(Stored items from a collection)
..............................

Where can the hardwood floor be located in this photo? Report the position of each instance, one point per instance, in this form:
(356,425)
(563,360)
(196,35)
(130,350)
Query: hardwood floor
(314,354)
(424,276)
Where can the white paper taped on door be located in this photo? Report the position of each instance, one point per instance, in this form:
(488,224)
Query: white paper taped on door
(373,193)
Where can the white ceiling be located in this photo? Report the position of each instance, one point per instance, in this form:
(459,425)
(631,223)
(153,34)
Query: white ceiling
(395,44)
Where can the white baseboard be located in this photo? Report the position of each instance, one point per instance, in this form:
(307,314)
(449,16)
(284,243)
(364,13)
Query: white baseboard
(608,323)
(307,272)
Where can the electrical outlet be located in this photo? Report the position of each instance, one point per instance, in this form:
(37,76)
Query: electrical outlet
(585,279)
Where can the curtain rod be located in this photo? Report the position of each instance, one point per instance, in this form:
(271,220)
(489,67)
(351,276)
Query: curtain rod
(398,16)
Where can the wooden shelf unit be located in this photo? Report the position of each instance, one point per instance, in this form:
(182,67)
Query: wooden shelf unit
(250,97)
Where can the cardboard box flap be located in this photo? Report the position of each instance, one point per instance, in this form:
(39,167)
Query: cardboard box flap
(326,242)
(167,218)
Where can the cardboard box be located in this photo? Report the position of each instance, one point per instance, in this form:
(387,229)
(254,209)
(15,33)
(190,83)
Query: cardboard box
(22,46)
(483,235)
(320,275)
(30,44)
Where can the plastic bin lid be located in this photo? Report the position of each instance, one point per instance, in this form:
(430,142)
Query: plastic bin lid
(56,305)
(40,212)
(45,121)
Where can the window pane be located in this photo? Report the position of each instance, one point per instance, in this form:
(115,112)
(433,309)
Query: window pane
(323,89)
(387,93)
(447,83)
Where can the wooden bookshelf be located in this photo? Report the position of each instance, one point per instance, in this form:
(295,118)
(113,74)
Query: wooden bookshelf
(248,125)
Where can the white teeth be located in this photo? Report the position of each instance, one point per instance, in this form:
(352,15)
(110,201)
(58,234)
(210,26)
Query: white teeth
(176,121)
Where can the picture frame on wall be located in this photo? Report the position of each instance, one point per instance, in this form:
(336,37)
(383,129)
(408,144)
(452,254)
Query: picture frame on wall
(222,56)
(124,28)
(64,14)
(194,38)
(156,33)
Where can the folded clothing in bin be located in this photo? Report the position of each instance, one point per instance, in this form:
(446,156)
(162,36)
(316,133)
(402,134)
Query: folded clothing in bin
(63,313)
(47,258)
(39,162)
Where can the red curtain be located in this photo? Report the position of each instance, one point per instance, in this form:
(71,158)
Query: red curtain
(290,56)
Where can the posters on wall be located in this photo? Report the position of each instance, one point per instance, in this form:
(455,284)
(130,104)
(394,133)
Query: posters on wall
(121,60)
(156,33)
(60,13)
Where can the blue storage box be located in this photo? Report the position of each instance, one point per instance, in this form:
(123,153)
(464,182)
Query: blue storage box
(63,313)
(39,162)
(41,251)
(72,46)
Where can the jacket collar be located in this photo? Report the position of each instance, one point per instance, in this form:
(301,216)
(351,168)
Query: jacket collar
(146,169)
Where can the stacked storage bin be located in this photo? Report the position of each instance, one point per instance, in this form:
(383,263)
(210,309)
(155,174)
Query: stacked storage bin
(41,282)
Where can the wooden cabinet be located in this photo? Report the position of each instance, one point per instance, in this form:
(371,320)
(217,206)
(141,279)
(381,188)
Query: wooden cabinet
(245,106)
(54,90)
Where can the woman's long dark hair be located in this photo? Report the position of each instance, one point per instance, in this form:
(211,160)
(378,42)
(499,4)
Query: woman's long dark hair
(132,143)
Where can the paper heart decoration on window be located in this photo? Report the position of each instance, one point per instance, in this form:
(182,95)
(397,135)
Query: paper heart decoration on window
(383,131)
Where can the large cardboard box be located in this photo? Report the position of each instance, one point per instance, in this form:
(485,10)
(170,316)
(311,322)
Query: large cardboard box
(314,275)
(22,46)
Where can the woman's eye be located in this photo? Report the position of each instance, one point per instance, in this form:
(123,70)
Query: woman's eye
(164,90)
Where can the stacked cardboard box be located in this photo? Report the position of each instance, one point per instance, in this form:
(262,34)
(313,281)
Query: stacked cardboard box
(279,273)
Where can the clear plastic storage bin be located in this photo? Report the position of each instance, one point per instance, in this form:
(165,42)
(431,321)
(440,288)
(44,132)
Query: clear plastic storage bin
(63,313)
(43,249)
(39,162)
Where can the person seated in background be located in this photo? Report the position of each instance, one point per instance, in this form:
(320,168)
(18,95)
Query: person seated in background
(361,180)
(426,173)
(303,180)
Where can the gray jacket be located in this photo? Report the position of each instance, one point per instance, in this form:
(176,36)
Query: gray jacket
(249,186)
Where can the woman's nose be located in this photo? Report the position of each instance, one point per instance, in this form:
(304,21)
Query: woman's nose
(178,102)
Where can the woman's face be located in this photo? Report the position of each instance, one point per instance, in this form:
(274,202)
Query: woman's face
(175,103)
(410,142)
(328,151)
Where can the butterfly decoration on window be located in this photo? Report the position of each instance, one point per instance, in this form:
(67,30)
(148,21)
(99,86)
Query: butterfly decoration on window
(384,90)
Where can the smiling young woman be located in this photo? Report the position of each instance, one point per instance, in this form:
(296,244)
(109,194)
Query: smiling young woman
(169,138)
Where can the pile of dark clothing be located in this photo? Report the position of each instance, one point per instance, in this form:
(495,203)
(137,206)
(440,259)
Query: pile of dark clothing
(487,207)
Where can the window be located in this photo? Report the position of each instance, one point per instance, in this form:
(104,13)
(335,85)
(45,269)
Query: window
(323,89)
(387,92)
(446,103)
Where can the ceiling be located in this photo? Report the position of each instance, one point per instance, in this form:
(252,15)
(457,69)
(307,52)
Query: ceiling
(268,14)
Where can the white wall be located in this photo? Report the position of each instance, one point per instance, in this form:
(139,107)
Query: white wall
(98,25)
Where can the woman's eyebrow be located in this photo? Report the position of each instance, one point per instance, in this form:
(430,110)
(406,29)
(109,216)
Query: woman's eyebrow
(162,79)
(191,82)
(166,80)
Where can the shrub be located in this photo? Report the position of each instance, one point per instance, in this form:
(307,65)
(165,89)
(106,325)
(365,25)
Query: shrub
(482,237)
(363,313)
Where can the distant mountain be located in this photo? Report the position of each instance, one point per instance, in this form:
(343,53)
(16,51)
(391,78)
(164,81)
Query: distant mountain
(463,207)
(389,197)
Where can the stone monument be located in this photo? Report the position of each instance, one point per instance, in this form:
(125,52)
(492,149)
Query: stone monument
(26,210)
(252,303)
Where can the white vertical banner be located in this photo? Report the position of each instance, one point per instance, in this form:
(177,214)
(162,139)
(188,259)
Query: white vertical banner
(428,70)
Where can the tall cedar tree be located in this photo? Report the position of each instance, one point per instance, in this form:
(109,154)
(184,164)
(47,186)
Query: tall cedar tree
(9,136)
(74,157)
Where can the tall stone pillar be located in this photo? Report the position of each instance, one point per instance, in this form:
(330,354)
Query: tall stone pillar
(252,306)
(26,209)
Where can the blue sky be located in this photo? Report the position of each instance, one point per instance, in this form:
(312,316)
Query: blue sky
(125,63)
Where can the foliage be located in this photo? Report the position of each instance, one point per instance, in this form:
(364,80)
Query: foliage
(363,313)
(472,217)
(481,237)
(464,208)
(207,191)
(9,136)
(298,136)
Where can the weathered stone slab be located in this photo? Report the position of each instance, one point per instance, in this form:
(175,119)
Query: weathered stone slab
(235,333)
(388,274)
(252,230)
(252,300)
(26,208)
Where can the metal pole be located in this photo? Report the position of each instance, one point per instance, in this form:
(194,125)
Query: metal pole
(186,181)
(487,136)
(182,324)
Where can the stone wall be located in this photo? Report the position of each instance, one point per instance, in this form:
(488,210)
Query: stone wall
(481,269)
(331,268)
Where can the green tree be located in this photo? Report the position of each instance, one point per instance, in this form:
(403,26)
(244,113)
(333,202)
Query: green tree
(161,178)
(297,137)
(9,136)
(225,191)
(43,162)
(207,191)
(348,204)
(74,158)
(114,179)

..............................

What is required –
Copy each line exactly, from the line containing "Where can the weathered" down to the last line of the material, and no other lines.

Result of this exercise –
Where can the weathered stone slab be located in this photo? Report the position of each instance, one point per instance, in this form:
(175,119)
Query: weathered stone slab
(235,333)
(388,274)
(252,230)
(252,300)
(26,208)
Where can the metal pole be located in this photo? Report the position of each instance, one point per instance, in this form:
(194,125)
Query: metal pole
(186,181)
(487,136)
(182,324)
Where can the stone wall be located in this photo? Report the position of each instance, one point per instance, in this form:
(488,210)
Query: stone wall
(481,269)
(331,268)
Where can the green tree be located in this photo? Report the position of each instance, one point per instance, in this form:
(403,26)
(244,113)
(333,202)
Query: green tree
(161,178)
(297,137)
(9,136)
(225,191)
(43,162)
(207,191)
(348,204)
(74,158)
(114,179)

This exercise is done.